Os futebolistas sabem quase tudo sobre as pequenas coisas do jogo. Muitas vezes detetam detalhes que escapam aos adeptos e, ocasionalmente, aos árbitros. O capricho de uma bola. A rotação dessa ferramenta que permite adivinhar o futuro. As rotas nas viagens aéreas. O significado de algumas mudanças de rumo. O barulho da caneleira, o som de algo a estalar na bota. Os movimentos. As tentações. A malandrice.
Os futebolistas sabem quase tudo sobre pequenas coisas do jogo e Howard Webb, o ex-árbitro inglês que agora é o responsável por aquele departamento da Premier League, quer chamá-los para essa labuta de apito na boca. O senhor que impunha respeito nos jogos da Liga dos Campeões e da Liga Inglesa, de 51 anos, quer promover uma espécie de revolução na arbitragem britânica.
“Temos de ver como podemos atrair pessoas. Sempre tivemos dificuldade em ter ex-jogadores envolvidos na arbitragem”, admitiu em entrevista à BBC. “Mas tenho a certeza de que alguém vai querer ser pioneiro.”

O que se pede:
1 > Segundo o texto da página, que idade tem Howard Webb?
2 > Reproduza tal como estão as linhas da listagem, a começar na que contém "Would you be able to point out the white cottage" e a terminar no fim da listagem, ambas incluídas.

Dados da tarefa:
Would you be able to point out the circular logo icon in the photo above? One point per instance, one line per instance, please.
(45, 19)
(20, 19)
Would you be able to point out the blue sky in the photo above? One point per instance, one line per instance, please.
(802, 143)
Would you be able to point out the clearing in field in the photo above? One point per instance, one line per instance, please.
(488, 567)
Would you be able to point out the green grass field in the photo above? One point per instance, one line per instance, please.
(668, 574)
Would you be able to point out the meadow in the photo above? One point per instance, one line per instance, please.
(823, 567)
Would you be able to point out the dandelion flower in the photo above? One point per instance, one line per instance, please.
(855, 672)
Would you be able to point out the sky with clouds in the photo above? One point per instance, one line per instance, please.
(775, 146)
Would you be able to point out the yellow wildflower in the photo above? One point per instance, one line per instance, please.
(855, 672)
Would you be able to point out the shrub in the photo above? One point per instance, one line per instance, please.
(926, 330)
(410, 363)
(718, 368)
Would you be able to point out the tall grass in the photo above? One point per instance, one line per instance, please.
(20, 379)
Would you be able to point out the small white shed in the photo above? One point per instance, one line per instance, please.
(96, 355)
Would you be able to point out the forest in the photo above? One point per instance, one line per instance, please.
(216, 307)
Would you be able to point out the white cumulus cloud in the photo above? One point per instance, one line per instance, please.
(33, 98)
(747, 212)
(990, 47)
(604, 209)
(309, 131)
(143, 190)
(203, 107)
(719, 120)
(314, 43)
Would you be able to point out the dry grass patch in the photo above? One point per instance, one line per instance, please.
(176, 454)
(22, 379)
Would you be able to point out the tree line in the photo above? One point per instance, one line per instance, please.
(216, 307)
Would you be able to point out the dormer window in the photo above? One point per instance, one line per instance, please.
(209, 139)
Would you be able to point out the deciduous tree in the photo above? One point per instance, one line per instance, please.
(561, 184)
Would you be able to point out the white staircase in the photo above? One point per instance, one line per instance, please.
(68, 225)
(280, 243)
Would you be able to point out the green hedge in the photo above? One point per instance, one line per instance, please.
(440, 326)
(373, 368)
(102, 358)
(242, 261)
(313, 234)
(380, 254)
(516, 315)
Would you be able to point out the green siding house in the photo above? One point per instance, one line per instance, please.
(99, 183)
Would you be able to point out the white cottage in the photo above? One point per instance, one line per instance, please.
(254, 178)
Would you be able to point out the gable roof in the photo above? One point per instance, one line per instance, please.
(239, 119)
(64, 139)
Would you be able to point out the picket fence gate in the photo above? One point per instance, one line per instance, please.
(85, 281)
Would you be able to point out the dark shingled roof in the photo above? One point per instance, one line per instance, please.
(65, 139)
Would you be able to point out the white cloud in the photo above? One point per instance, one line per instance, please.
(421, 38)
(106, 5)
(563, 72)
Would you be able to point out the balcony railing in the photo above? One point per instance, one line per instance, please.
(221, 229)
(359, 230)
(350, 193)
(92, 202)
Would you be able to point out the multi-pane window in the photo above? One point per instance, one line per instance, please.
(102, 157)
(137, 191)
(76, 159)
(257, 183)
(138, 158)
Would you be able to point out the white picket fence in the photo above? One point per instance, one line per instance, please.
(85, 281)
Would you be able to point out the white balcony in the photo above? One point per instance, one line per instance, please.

Respostas dadas:
1 > Howard Webb tem 51 anos.

2 >
Would you be able to point out the white cottage in the photo above? One point per instance, one line per instance, please.
(254, 178)
Would you be able to point out the gable roof in the photo above? One point per instance, one line per instance, please.
(239, 119)
(64, 139)
Would you be able to point out the picket fence gate in the photo above? One point per instance, one line per instance, please.
(85, 281)
Would you be able to point out the dark shingled roof in the photo above? One point per instance, one line per instance, please.
(65, 139)
Would you be able to point out the white cloud in the photo above? One point per instance, one line per instance, please.
(421, 38)
(106, 5)
(563, 72)
Would you be able to point out the balcony railing in the photo above? One point per instance, one line per instance, please.
(221, 229)
(359, 230)
(350, 193)
(92, 202)
Would you be able to point out the multi-pane window in the photo above? One point per instance, one line per instance, please.
(102, 157)
(137, 191)
(76, 159)
(257, 183)
(138, 158)
Would you be able to point out the white picket fence in the photo above? One point per instance, one line per instance, please.
(85, 281)
Would you be able to point out the white balcony in the photo above? One point per instance, one line per instance, please.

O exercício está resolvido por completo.